Rows from a box labeling dataset

------------------------

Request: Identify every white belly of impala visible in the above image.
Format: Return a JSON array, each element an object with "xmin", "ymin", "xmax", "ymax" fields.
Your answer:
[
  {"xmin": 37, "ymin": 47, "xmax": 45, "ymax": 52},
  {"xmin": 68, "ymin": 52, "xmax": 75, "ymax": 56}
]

------------------------

TASK: Write each line of the data above as one string in a JSON list, leaving out any blank lines.

COMPLETE ANSWER:
[
  "Request: Identify every white belly of impala visible in the above image.",
  "Format: Return a JSON array, each element an object with \"xmin\", \"ymin\", \"xmax\", \"ymax\" fields.",
  "Your answer:",
  "[",
  "  {\"xmin\": 37, \"ymin\": 47, \"xmax\": 45, \"ymax\": 52},",
  "  {\"xmin\": 68, \"ymin\": 52, \"xmax\": 75, \"ymax\": 56}",
  "]"
]